• 练习任务 1: 按出现顺序,列出下方原文摘录中 new ToSend(...) 调用传入的全部参数。

• 原文摘录:
+ + + + + + +

点击 sendNotifications,广播选票,把自己的选票发给其他服务器

java 复制代码
private void sendNotifications() {
    // 遍历投票参与者,给每台服务器发送选票
    for (long sid : self.getCurrentAndNextConfigVoters()) {
        QuorumVerifier qv = self.getQuorumVerifier();
        // 创建发送选票
        ToSend notmsg = new ToSend(ToSend.mType.notification,
                proposedLeader,
                proposedZxid,
                logicalclock.get(),
                QuorumPeer.ServerState.LOOKING,
                sid,
                proposedEpoch, qv.toString().getBytes());
        if(LOG.isDebugEnabled()){
            LOG.debug("Sending Notification: " + proposedLeader + " (n.leader), 0x"  +
                  Long.toHexString(proposedZxid) + " (n.zxid), 0x" + Long.toHexString(logicalclock.get())  +
                  " (n.round), " + sid + " (recipient), " + self.getId() +
                  " (myid), 0x" + Long.toHexString(proposedEpoch) + " (n.peerEpoch)");
        }
        // 把发送选票放入发送队列
        sendqueue.offer(notmsg);
    }
}

在 FastLeaderElection.java 类中查找 WorkerSender 线程

java 复制代码
class WorkerSender extends ZooKeeperThread {
    ......

+ + + + + + +

• 数据集记录:

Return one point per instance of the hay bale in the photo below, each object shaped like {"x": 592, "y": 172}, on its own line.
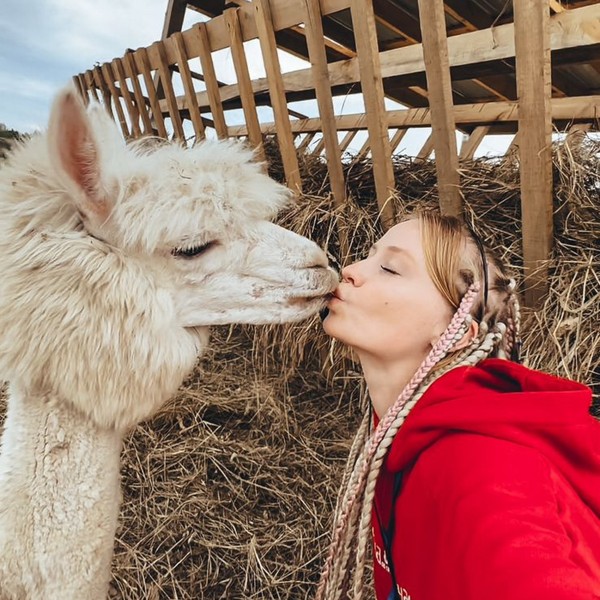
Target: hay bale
{"x": 228, "y": 491}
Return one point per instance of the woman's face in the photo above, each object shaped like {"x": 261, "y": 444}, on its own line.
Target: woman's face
{"x": 387, "y": 305}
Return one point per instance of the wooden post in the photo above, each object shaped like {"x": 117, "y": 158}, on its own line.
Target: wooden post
{"x": 285, "y": 139}
{"x": 532, "y": 49}
{"x": 439, "y": 86}
{"x": 232, "y": 20}
{"x": 365, "y": 34}
{"x": 313, "y": 29}
{"x": 131, "y": 72}
{"x": 470, "y": 145}
{"x": 146, "y": 70}
{"x": 167, "y": 84}
{"x": 188, "y": 86}
{"x": 212, "y": 84}
{"x": 134, "y": 115}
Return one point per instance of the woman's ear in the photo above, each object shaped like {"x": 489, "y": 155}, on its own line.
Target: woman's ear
{"x": 466, "y": 339}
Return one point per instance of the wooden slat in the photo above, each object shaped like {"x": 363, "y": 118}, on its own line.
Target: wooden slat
{"x": 532, "y": 43}
{"x": 470, "y": 145}
{"x": 397, "y": 138}
{"x": 210, "y": 79}
{"x": 91, "y": 85}
{"x": 365, "y": 34}
{"x": 142, "y": 62}
{"x": 242, "y": 72}
{"x": 167, "y": 85}
{"x": 130, "y": 105}
{"x": 109, "y": 79}
{"x": 285, "y": 139}
{"x": 347, "y": 139}
{"x": 308, "y": 138}
{"x": 101, "y": 85}
{"x": 188, "y": 86}
{"x": 81, "y": 88}
{"x": 140, "y": 100}
{"x": 426, "y": 149}
{"x": 575, "y": 28}
{"x": 439, "y": 86}
{"x": 318, "y": 60}
{"x": 585, "y": 108}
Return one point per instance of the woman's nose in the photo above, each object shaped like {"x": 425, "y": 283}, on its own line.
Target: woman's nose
{"x": 350, "y": 274}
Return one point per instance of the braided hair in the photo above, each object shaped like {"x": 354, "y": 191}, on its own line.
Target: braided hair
{"x": 478, "y": 288}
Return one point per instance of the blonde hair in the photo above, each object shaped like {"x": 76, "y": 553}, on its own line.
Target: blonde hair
{"x": 476, "y": 286}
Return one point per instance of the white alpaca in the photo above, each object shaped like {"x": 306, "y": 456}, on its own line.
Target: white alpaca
{"x": 114, "y": 260}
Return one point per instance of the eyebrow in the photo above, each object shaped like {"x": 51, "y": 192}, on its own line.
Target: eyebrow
{"x": 397, "y": 250}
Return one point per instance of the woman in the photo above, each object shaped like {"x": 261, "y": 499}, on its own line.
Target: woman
{"x": 478, "y": 478}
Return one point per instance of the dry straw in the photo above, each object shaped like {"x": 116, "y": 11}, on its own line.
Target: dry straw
{"x": 228, "y": 492}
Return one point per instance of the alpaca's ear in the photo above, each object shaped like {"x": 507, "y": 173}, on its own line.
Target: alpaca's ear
{"x": 75, "y": 153}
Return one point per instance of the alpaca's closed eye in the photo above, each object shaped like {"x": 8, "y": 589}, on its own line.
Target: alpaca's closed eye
{"x": 193, "y": 251}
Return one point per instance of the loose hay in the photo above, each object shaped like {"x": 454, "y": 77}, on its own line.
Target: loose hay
{"x": 228, "y": 491}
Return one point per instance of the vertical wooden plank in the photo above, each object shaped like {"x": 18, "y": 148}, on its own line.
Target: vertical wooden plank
{"x": 91, "y": 85}
{"x": 313, "y": 30}
{"x": 188, "y": 85}
{"x": 167, "y": 84}
{"x": 109, "y": 79}
{"x": 532, "y": 53}
{"x": 240, "y": 64}
{"x": 397, "y": 138}
{"x": 134, "y": 115}
{"x": 350, "y": 135}
{"x": 131, "y": 72}
{"x": 316, "y": 151}
{"x": 210, "y": 79}
{"x": 308, "y": 138}
{"x": 365, "y": 34}
{"x": 437, "y": 70}
{"x": 470, "y": 145}
{"x": 106, "y": 97}
{"x": 425, "y": 150}
{"x": 285, "y": 139}
{"x": 81, "y": 88}
{"x": 141, "y": 55}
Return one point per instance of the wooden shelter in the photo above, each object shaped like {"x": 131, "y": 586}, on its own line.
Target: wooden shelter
{"x": 482, "y": 67}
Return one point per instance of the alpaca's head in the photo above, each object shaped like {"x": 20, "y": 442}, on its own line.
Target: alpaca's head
{"x": 115, "y": 258}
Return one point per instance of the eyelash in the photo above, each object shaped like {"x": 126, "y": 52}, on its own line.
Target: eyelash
{"x": 193, "y": 251}
{"x": 392, "y": 272}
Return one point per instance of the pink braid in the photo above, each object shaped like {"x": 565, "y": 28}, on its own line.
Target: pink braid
{"x": 438, "y": 351}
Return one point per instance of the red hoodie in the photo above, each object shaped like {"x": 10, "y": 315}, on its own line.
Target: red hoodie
{"x": 500, "y": 490}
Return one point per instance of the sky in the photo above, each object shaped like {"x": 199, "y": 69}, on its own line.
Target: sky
{"x": 43, "y": 43}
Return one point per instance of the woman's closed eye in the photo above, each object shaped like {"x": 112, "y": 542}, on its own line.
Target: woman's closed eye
{"x": 388, "y": 270}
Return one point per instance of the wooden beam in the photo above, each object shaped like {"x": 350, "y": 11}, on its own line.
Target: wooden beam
{"x": 240, "y": 65}
{"x": 426, "y": 149}
{"x": 318, "y": 60}
{"x": 439, "y": 85}
{"x": 142, "y": 62}
{"x": 470, "y": 145}
{"x": 571, "y": 29}
{"x": 210, "y": 79}
{"x": 130, "y": 105}
{"x": 347, "y": 139}
{"x": 109, "y": 80}
{"x": 188, "y": 87}
{"x": 363, "y": 22}
{"x": 167, "y": 86}
{"x": 585, "y": 108}
{"x": 140, "y": 100}
{"x": 532, "y": 44}
{"x": 285, "y": 140}
{"x": 397, "y": 138}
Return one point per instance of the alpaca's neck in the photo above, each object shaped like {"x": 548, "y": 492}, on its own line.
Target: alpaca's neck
{"x": 59, "y": 500}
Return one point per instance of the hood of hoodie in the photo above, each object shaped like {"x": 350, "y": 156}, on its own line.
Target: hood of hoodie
{"x": 508, "y": 401}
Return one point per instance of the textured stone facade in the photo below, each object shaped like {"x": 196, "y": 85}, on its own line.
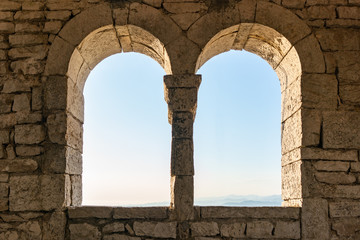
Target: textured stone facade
{"x": 48, "y": 48}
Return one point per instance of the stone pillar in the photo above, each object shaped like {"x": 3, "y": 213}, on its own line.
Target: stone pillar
{"x": 181, "y": 96}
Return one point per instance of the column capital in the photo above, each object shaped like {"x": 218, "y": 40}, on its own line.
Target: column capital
{"x": 182, "y": 81}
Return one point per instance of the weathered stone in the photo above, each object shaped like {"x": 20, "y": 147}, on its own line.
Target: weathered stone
{"x": 182, "y": 196}
{"x": 259, "y": 229}
{"x": 331, "y": 166}
{"x": 6, "y": 27}
{"x": 250, "y": 212}
{"x": 58, "y": 15}
{"x": 119, "y": 237}
{"x": 153, "y": 229}
{"x": 21, "y": 103}
{"x": 29, "y": 15}
{"x": 236, "y": 230}
{"x": 113, "y": 227}
{"x": 141, "y": 213}
{"x": 31, "y": 230}
{"x": 84, "y": 231}
{"x": 54, "y": 226}
{"x": 27, "y": 28}
{"x": 32, "y": 192}
{"x": 325, "y": 154}
{"x": 344, "y": 209}
{"x": 21, "y": 165}
{"x": 349, "y": 12}
{"x": 90, "y": 212}
{"x": 29, "y": 134}
{"x": 341, "y": 130}
{"x": 5, "y": 103}
{"x": 35, "y": 52}
{"x": 315, "y": 213}
{"x": 182, "y": 160}
{"x": 27, "y": 39}
{"x": 331, "y": 39}
{"x": 347, "y": 227}
{"x": 335, "y": 178}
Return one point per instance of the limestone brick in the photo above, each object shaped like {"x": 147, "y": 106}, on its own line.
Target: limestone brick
{"x": 84, "y": 231}
{"x": 202, "y": 229}
{"x": 157, "y": 230}
{"x": 90, "y": 212}
{"x": 29, "y": 134}
{"x": 113, "y": 227}
{"x": 341, "y": 130}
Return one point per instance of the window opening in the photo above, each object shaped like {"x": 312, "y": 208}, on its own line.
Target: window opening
{"x": 237, "y": 132}
{"x": 126, "y": 134}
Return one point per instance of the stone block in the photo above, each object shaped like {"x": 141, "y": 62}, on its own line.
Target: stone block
{"x": 90, "y": 212}
{"x": 5, "y": 103}
{"x": 113, "y": 227}
{"x": 236, "y": 230}
{"x": 21, "y": 103}
{"x": 182, "y": 196}
{"x": 55, "y": 93}
{"x": 182, "y": 125}
{"x": 27, "y": 39}
{"x": 250, "y": 212}
{"x": 18, "y": 165}
{"x": 141, "y": 14}
{"x": 315, "y": 213}
{"x": 292, "y": 185}
{"x": 328, "y": 154}
{"x": 335, "y": 178}
{"x": 141, "y": 213}
{"x": 185, "y": 20}
{"x": 344, "y": 209}
{"x": 332, "y": 166}
{"x": 333, "y": 39}
{"x": 319, "y": 91}
{"x": 203, "y": 229}
{"x": 321, "y": 12}
{"x": 83, "y": 231}
{"x": 341, "y": 130}
{"x": 348, "y": 12}
{"x": 259, "y": 229}
{"x": 289, "y": 25}
{"x": 9, "y": 6}
{"x": 29, "y": 134}
{"x": 347, "y": 227}
{"x": 7, "y": 27}
{"x": 54, "y": 226}
{"x": 86, "y": 22}
{"x": 33, "y": 193}
{"x": 156, "y": 229}
{"x": 76, "y": 189}
{"x": 182, "y": 159}
{"x": 4, "y": 136}
{"x": 181, "y": 99}
{"x": 58, "y": 15}
{"x": 58, "y": 57}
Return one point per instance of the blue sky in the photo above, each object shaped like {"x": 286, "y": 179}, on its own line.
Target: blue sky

+ + + + + + +

• 练习任务 2: 逐行展示上方数据中含有字符串“post”的所有行,匹配时区分大小写。

• 参考答案 1:
1. ToSend.mType.notification
2. proposedLeader
3. proposedZxid
4. logicalclock.get()
5. QuorumPeer.ServerState.LOOKING
6. sid
7. proposedEpoch
8. qv.toString().getBytes()

• 参考答案 2:
Return one point per instance of the wooden post in the photo above, each object shaped like {"x": 117, "y": 158}, on its own line.
Target: wooden post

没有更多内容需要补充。